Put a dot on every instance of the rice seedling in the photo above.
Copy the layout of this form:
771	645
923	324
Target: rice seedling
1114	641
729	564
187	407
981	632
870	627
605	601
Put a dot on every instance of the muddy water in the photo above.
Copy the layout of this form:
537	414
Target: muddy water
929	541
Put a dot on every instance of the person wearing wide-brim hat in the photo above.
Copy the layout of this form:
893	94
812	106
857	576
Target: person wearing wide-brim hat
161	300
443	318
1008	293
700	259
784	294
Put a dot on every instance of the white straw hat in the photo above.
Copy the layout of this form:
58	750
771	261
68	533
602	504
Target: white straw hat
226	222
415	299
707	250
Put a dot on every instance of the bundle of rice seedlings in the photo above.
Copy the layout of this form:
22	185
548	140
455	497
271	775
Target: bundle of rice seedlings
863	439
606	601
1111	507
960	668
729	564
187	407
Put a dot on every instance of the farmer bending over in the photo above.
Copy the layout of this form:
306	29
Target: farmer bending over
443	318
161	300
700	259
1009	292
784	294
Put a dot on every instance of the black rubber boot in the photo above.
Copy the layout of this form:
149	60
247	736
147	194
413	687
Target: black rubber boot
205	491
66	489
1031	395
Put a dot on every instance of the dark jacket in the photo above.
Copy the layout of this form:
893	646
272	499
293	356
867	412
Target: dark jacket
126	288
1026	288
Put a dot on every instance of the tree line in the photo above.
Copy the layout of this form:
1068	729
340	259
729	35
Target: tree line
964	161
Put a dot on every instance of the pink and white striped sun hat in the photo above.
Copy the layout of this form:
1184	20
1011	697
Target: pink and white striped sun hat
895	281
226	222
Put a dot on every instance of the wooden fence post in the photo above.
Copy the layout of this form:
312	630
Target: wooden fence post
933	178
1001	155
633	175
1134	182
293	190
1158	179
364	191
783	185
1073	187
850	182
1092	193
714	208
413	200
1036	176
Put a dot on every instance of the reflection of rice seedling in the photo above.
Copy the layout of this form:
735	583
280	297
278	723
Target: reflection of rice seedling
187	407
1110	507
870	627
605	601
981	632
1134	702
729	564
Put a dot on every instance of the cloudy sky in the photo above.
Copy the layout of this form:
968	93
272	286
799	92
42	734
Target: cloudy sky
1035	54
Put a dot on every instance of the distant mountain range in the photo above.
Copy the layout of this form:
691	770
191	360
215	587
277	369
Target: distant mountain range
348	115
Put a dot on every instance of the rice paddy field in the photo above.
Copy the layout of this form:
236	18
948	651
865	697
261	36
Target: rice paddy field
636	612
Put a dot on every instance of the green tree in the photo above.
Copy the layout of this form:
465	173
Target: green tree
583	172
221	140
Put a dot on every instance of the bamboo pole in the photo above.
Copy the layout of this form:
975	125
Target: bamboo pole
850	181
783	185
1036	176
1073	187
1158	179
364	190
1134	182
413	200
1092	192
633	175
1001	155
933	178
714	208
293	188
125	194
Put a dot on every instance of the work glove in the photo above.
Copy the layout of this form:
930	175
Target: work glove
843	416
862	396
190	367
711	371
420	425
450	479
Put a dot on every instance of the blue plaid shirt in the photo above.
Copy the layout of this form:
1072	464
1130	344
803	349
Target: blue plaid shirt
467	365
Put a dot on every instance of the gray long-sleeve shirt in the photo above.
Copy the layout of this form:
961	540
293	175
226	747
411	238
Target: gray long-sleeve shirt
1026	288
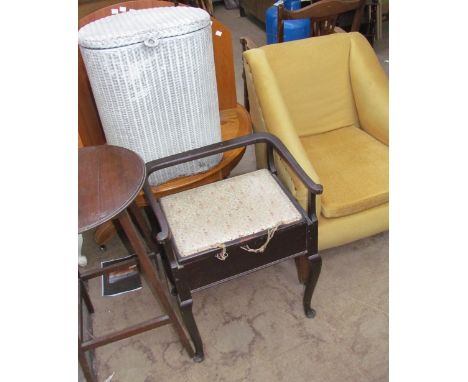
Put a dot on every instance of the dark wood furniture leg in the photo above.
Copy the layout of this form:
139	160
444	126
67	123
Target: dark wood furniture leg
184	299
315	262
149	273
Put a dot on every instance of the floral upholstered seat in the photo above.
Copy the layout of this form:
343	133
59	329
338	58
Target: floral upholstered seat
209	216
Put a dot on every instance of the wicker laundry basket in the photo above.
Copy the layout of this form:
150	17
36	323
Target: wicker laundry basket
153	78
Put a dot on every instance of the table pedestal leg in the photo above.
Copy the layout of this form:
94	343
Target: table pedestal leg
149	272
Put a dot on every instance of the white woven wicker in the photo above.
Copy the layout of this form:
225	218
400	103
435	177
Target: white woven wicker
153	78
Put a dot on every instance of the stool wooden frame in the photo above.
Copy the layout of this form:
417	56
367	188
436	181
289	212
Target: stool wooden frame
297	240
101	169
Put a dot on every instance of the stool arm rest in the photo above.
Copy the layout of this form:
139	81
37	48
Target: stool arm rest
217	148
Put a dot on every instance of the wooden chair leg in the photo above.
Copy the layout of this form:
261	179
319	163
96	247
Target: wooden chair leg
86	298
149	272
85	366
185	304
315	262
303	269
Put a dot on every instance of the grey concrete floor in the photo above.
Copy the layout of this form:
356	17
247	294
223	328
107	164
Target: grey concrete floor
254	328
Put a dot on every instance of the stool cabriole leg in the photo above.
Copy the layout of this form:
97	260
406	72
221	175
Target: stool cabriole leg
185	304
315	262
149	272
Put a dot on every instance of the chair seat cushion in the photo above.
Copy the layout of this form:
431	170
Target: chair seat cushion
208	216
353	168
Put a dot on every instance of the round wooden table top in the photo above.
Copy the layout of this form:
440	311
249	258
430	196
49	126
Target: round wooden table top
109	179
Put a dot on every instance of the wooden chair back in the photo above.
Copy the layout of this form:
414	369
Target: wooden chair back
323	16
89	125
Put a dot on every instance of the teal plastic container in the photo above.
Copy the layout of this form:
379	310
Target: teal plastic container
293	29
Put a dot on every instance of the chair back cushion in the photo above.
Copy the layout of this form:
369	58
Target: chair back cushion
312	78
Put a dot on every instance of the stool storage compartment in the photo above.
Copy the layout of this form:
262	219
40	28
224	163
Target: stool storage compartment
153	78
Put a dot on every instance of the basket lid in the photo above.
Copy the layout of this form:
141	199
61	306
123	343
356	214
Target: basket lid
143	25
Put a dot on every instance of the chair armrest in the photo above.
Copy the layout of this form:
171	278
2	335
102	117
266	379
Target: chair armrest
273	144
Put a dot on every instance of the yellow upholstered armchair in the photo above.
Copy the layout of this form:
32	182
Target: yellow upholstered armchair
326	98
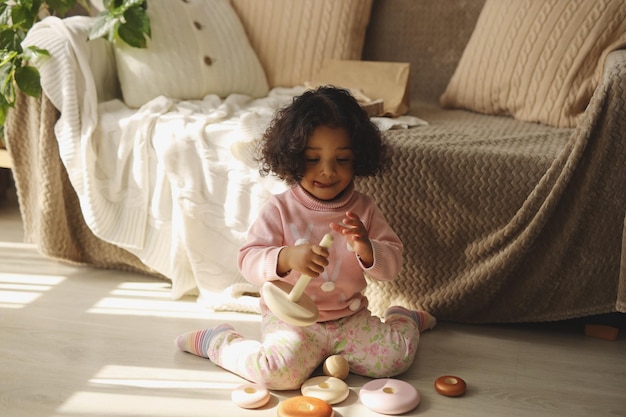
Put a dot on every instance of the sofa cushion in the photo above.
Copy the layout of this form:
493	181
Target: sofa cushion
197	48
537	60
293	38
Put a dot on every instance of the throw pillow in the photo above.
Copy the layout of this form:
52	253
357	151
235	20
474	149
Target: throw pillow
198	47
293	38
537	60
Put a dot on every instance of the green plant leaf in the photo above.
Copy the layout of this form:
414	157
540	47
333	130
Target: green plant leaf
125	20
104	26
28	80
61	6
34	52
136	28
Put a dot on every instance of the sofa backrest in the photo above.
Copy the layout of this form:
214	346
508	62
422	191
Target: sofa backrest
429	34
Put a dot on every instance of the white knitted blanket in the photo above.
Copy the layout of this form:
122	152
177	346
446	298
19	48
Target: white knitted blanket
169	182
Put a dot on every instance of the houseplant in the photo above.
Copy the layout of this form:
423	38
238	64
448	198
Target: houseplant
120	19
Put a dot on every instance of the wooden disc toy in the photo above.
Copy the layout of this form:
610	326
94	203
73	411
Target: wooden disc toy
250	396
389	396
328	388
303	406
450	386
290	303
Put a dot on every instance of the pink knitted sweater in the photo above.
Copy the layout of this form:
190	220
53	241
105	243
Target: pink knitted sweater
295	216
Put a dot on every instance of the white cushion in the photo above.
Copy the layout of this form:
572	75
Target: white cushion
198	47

▬▬▬▬▬▬▬▬▬▬

Your output consists solely of the lines from the one with "Put a dot on every instance of the houseplant" through the last line, copied exactly.

Put a dot on every instance of the houseplant in the photo above.
Copy the layout of this form:
423	38
238	64
448	198
Target: houseplant
120	19
Put a dot on every instance of the wooden disc toy in the photo above.
Copy the layout of this form:
610	326
94	203
73	411
Target: wooden disc toy
250	396
389	396
328	388
303	406
450	386
290	303
Put a dot on every instance of the pink knitted sweater in the photo above.
Copy the layout of this form:
190	220
53	241
105	243
Target: pink knitted sweater
295	216
Put a dot on every instance of the white cushion in the photo above.
Copy the layout of this form:
572	75
Target: white cushion
198	47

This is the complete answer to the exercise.